Given request: Set down each record exactly as written.

Rows:
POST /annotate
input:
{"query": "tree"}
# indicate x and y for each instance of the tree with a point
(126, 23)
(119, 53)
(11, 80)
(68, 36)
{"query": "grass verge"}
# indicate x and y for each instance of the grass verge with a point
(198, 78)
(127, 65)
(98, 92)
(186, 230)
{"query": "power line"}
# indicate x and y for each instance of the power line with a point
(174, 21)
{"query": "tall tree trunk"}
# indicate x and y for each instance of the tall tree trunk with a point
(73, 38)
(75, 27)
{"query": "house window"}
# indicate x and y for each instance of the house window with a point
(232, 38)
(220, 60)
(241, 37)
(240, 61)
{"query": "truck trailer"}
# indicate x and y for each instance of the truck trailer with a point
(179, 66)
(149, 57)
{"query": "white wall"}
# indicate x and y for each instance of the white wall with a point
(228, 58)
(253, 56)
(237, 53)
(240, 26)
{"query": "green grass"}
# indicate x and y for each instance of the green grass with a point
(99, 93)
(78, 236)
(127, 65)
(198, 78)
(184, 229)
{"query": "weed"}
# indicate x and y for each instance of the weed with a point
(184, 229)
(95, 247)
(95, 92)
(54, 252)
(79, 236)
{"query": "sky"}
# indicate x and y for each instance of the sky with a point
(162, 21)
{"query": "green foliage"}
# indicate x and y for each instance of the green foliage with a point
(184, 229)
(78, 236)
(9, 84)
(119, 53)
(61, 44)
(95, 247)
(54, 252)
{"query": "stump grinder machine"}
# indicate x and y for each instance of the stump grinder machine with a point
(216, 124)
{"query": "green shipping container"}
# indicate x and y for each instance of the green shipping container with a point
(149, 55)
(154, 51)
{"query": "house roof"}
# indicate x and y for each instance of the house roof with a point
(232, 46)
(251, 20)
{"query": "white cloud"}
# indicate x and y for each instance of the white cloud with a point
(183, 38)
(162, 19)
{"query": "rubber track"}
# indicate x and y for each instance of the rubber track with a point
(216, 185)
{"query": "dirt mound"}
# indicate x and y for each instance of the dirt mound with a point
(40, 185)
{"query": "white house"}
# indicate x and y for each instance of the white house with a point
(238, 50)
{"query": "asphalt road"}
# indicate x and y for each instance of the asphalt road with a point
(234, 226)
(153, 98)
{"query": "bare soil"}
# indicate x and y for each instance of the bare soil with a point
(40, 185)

Solution for this problem:
POST /annotate
input:
{"query": "tree"}
# indicate x and y for each instance of the tree with a point
(126, 23)
(119, 53)
(11, 80)
(68, 36)
{"query": "grass verge"}
# indicate x and y for each instance of the grass verge with a point
(198, 78)
(127, 65)
(98, 92)
(186, 230)
{"query": "power line"}
# indicate x and y for each instance of the power line with a point
(174, 21)
{"query": "tall tree trunk"}
# indicate x and y for each instance of the tall tree trunk with a point
(73, 38)
(75, 27)
{"query": "house window"}
# indicate x and y for each instance of the house window with a point
(232, 38)
(220, 60)
(241, 37)
(240, 61)
{"query": "truck trailer"}
# indicate x and y for each instance of the truck trailer with a point
(179, 66)
(149, 57)
{"query": "white wall"}
# indicate x and y for each instance of the white wall with a point
(228, 58)
(253, 56)
(237, 53)
(240, 26)
{"query": "green grass"}
# indicate x and y for each instance of the green grass with a point
(99, 93)
(78, 236)
(127, 65)
(198, 78)
(184, 229)
{"query": "weed"}
# indicate x and y for each instance of the weed with a point
(184, 229)
(95, 247)
(95, 92)
(54, 252)
(79, 236)
{"query": "sky"}
# indicate x and y for each instance of the sky with a point
(162, 21)
{"query": "green foliage"}
# indicate x and y for each instance of the green foliage with a point
(184, 229)
(78, 236)
(9, 84)
(119, 53)
(61, 44)
(95, 247)
(54, 252)
{"query": "stump grinder machine"}
# indicate x and y for each instance of the stump grinder machine with a point
(216, 124)
{"query": "green shipping container"}
# indicate x and y for each instance of the green shipping container with a point
(149, 55)
(154, 51)
{"query": "house roof"}
# indicate x and y for each instance of the house roof with a point
(232, 46)
(251, 20)
{"query": "white cloud"}
# indicate x and y for each instance of the white cloud with a point
(183, 38)
(162, 19)
{"query": "rubber track"}
# indicate x and y for each instance of the rubber track with a point
(216, 185)
{"query": "dirt mound"}
# indicate x and y for each instance of the dirt mound with a point
(40, 185)
{"query": "white house"}
# indicate x and y for each instance of the white house with a point
(238, 50)
{"query": "asphalt road"}
# indicate x and y for each instance of the asphalt road with a point
(234, 226)
(153, 98)
{"query": "bare soil"}
# indicate x and y for each instance of the bare soil with a point
(40, 185)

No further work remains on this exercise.